_TASK DETAILS_
Reproduce the lines below word for word, leaving out the pictures.

_ENTRIES PROVIDED_

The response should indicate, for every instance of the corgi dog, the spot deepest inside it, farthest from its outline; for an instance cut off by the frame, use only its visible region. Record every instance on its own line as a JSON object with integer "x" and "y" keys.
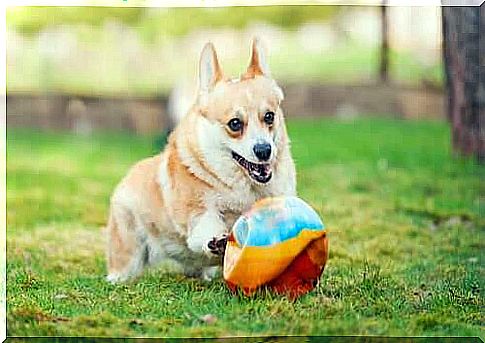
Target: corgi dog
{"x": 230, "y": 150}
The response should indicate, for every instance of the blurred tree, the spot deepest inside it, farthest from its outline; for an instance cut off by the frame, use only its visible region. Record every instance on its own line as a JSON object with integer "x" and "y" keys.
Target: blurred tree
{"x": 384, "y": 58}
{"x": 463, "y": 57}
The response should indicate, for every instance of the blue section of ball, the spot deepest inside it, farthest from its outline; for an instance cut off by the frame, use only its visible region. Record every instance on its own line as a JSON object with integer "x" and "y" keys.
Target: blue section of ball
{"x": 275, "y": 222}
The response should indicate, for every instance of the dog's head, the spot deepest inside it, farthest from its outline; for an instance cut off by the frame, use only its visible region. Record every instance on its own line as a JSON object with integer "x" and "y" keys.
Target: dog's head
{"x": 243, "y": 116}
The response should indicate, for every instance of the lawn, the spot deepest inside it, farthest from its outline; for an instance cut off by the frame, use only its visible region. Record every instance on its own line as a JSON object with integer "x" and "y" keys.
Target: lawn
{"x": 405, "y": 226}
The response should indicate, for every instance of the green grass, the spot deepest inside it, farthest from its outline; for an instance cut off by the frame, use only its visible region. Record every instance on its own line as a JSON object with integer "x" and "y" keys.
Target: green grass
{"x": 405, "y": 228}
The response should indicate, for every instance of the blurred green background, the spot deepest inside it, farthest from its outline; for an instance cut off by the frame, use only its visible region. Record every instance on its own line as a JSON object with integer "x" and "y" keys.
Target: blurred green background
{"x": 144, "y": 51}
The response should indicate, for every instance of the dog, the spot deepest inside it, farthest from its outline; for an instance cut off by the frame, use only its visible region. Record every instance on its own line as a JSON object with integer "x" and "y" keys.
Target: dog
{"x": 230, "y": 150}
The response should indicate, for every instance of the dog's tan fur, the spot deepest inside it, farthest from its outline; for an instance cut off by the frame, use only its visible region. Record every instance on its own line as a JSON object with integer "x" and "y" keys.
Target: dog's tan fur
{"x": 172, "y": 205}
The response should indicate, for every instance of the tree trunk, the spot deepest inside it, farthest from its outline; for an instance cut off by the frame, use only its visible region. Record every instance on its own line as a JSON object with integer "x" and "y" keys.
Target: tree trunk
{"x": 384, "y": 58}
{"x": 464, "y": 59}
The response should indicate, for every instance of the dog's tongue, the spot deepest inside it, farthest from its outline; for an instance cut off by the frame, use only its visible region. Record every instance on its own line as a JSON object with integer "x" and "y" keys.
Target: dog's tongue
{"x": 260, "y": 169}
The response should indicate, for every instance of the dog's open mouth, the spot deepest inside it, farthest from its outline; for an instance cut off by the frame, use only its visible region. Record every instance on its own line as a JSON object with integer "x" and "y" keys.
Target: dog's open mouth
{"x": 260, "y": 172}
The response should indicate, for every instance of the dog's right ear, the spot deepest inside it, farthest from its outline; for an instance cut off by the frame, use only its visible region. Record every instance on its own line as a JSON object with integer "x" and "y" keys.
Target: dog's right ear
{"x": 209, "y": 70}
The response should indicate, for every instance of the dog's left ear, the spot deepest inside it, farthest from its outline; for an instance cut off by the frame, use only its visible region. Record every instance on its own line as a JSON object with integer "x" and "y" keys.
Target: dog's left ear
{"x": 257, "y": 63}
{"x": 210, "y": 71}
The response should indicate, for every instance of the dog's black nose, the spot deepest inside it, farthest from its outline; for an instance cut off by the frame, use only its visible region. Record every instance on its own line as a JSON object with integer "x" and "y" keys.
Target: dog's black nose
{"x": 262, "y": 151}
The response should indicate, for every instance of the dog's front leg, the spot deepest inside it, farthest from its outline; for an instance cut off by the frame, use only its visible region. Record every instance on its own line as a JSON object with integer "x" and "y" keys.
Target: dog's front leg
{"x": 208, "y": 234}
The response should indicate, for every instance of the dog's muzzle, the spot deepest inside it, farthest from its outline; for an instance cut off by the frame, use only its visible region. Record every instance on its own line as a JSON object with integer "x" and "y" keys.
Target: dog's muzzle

_THE RESULT_
The response should indicate, for every instance of the corgi dog, the spot deepest inside it, farthest from its outline; for an instance cut off by the frame, use only its visible region. Record every instance on its own line as a JSON object with integer "x" and "y" keys.
Target: corgi dog
{"x": 230, "y": 150}
The response should indicate, for every instance of the blurred tree, the spot deepest inside it, farthest from its outline; for an instance cut off by the frame, use only its visible region. Record every instance on its own line as a JSON object with integer "x" and "y" keys.
Target: blurred tree
{"x": 384, "y": 58}
{"x": 463, "y": 57}
The response should indicate, for every instance of the blue section of ball, the spot deepest inside it, farthest from its outline; for an instance cut off by the frame, use only its visible region. Record every instance on its own line as a JSON object with integer "x" and "y" keys.
Target: blue section of ball
{"x": 275, "y": 222}
The response should indicate, for every instance of the dog's head, the spot deepest inside it, farthest from its outline; for an instance cut off by the frame, use only its visible region. Record every instance on its own line as a JSON object with integer "x" and "y" keys.
Target: dog's head
{"x": 243, "y": 116}
The response should indicate, for every instance of the lawn, the spot deepest inside it, farthest from its outline; for an instance cut off by the frame, use only its visible region. Record every instance on its own line as a JSON object with integer "x" and "y" keys.
Target: lawn
{"x": 405, "y": 226}
The response should indicate, for every instance of the green grass, the spot deepest inside it, farthest from its outline; for an instance cut off by the frame, use only its visible region. Record every instance on its own line as a JSON object with integer "x" and "y" keys.
Target: green grass
{"x": 405, "y": 228}
The response should indicate, for every instance of the blurred green background, the spot deepest inside it, farthest from its outline; for an instance cut off by the frame, use only its visible region. Record every instance on its own line as a JSON object with integer "x" and "y" keys.
Target: blurred green background
{"x": 144, "y": 51}
The response should indicate, for every instance of the dog, the spot deepest inside it, farthest from its outline; for an instance cut off by the frame, use only its visible region. Record every instance on its own line as a JSON object with integer "x" and "y" keys.
Target: dog
{"x": 230, "y": 150}
The response should indicate, for every instance of the dog's tan fur, the spot deepest inside it, farthest from its outline; for an instance cut off by the frame, use only its visible region. Record every instance on its own line as a JSON object with integer "x" and "y" keys.
Target: dog's tan fur
{"x": 172, "y": 205}
The response should indicate, for every instance of the tree trunk, the spot deepest inside it, farthest from its outline; for an instance cut off by the frame, use only its visible region. Record every instance on its own line as a JSON object with integer "x" and "y" keys.
Target: tree trunk
{"x": 384, "y": 58}
{"x": 464, "y": 59}
The response should indicate, for every instance of the dog's tongue, the spot deepest inside it, farthest from its outline; for an instance cut off by the frame, use only its visible region. Record every instance on its own line as a JSON object with integer "x" and "y" keys.
Target: dog's tongue
{"x": 260, "y": 169}
The response should indicate, for every instance of the dog's open mouth, the spot deepest inside it, farthest from its outline; for an instance cut off by the frame, use only its visible region. Record every instance on its own line as a JSON object with integer "x" and "y" keys.
Target: dog's open mouth
{"x": 260, "y": 172}
The response should indicate, for every instance of the dog's right ear, the spot deepest inside it, farthest from its outline; for an instance cut off by the frame, use only its visible region. Record every instance on its own line as a JSON object with integer "x" and "y" keys.
Target: dog's right ear
{"x": 209, "y": 70}
The response should indicate, for every instance of the dog's left ear, the spot deepest inside it, farthest from its outline; for an instance cut off by the frame, use only its visible region. Record every instance on its own line as a JSON object with integer "x" and "y" keys.
Target: dog's left ear
{"x": 257, "y": 63}
{"x": 210, "y": 71}
The response should indicate, for every instance of the dog's black nose, the spot deepest inside it, farthest from its outline; for an instance cut off by the frame, use only its visible region. Record every instance on its own line as a JSON object with integer "x" and "y" keys.
Target: dog's black nose
{"x": 262, "y": 151}
The response should indicate, for every instance of the dog's front leg, the spot deepest inside it, farthest from its outline; for an instance cut off by the frame, use only its visible region. Record every instance on its own line as a JSON object with integer "x" and "y" keys.
Target: dog's front leg
{"x": 208, "y": 234}
The response should indicate, for every instance of the dog's muzzle, the spot deepest inside it, farthest from its outline; for an instance cut off by the frame, use only its visible region. Record every instance on its own line as a JSON object with integer "x" and "y" keys.
Target: dog's muzzle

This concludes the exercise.